KNMI-voorspelling voor de NL zeespiegel is onversneden alarmisme

JacquesHagoort 30-10-21 DEF
‘De trendlijn komt in 2100 uit op een stijging van de zeespiegel van ruim 18 cm ten opzichte van 2005.’

Afgelopen maandag 25 oktober presenteerde het KNMI het langverwachte Klimaatsignaal’21, een ‘doorvertaling’ naar de situatie in Nederland van het in augustus gepubliceerde deel 1 van het IPCC- (VN Intergovernmental Panel on Climate Change) klimaatrapport AR6, aangevuld met eigen onderzoek. Zie hier.

Het rapport kwam precies op het juiste moment. Volgende week begint de grote VN-klimaatconferentie in Glasgow die, als het aan de VN en de rijke landen ligt, moet leiden tot een aanzienlijke aanscherping van de klimaatdoelen (netto-nul-in-2050).

— Onttrokken materiaal —
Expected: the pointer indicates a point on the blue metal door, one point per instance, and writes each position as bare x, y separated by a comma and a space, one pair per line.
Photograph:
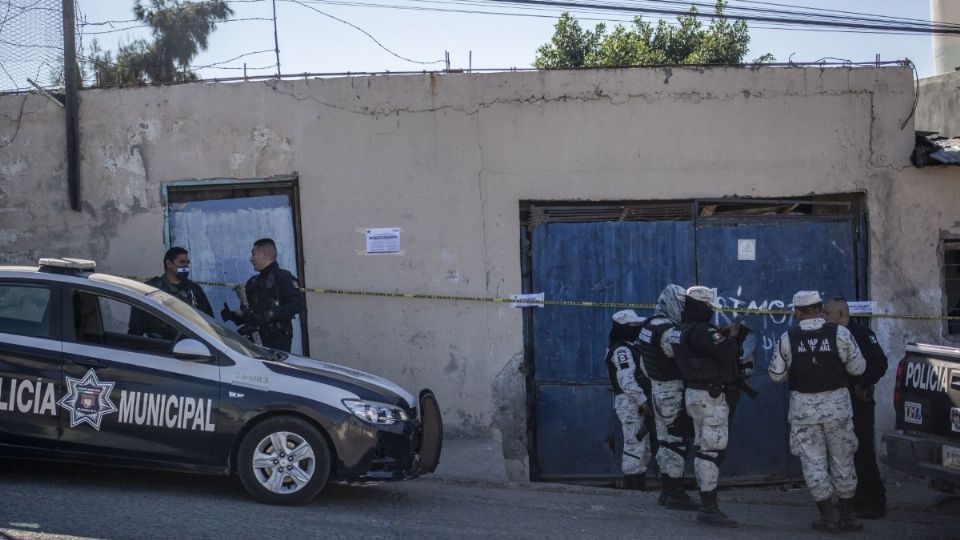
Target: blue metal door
219, 234
789, 255
577, 434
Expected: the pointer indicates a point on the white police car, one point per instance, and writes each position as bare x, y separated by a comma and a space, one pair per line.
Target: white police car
75, 385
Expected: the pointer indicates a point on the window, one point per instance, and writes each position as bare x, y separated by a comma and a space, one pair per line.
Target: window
25, 310
951, 282
113, 323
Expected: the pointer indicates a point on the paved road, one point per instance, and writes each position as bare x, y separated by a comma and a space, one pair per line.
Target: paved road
43, 500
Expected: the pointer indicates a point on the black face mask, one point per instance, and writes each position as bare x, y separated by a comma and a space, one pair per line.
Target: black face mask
696, 311
622, 332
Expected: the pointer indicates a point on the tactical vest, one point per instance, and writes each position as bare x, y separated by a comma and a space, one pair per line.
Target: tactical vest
700, 369
612, 367
658, 365
816, 365
264, 296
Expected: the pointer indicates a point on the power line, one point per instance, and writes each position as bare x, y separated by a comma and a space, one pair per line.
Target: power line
364, 32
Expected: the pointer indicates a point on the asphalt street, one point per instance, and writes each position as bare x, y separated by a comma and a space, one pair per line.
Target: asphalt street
47, 500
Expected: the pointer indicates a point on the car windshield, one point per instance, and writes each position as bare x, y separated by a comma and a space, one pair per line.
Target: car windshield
228, 336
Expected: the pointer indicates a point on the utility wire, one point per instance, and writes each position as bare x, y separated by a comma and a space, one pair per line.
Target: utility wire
924, 29
364, 32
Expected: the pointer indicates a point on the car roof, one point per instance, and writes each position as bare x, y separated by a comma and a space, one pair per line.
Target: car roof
111, 281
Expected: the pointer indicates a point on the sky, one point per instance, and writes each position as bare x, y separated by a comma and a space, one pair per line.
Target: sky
312, 42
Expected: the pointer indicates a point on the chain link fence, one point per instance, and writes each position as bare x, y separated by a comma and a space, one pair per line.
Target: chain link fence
31, 44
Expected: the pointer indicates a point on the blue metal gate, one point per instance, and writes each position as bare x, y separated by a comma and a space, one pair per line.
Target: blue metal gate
790, 255
219, 234
575, 431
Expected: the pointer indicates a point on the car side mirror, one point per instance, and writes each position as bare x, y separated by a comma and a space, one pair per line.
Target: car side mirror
191, 349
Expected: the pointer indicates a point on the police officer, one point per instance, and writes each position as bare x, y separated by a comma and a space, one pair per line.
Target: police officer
708, 359
630, 399
274, 297
870, 501
816, 357
175, 282
674, 427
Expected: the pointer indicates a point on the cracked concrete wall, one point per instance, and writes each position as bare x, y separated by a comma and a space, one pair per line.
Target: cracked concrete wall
448, 158
938, 108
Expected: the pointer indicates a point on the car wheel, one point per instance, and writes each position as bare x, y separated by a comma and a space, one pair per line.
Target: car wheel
283, 460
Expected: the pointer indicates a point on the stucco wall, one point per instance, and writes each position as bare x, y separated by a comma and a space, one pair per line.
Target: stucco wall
448, 158
938, 108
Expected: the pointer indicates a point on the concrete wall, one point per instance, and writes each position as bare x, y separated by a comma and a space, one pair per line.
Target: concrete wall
938, 108
448, 158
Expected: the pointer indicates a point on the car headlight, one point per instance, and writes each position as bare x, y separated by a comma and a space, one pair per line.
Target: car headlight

— Uit te voeren taken —
[1] Vat de aangeleverde tekst samen in twee zinnen.
[2] Leg in één of twee zinnen uit waarom het rapport volgens de aangeleverde tekst precies op het juiste moment kwam.
[3] Noem alstublieft alle organisaties die in de aangeleverde tekst bij naam of afkorting voorkomen.

— Uitkomsten —
[1] De aangeleverde tekst noemt de KNMI-voorspelling voor de Nederlandse zeespiegel onversneden alarmisme en vermeldt een trendlijn die in 2100 uitkomt op ruim 18 cm stijging ten opzichte van 2005. Het KNMI presenteerde op maandag 25 oktober Klimaatsignaal'21, een doorvertaling naar Nederland van deel 1 van het IPCC-rapport AR6, aangevuld met eigen onderzoek, vlak voor de VN-klimaatconferentie in Glasgow.

[2] De week daarop begint de grote VN-klimaatconferentie in Glasgow. Volgens de VN en de rijke landen moet die leiden tot een aanzienlijke aanscherping van de klimaatdoelen (netto-nul-in-2050).

[3] KNMI, IPCC (VN Intergovernmental Panel on Climate Change), VN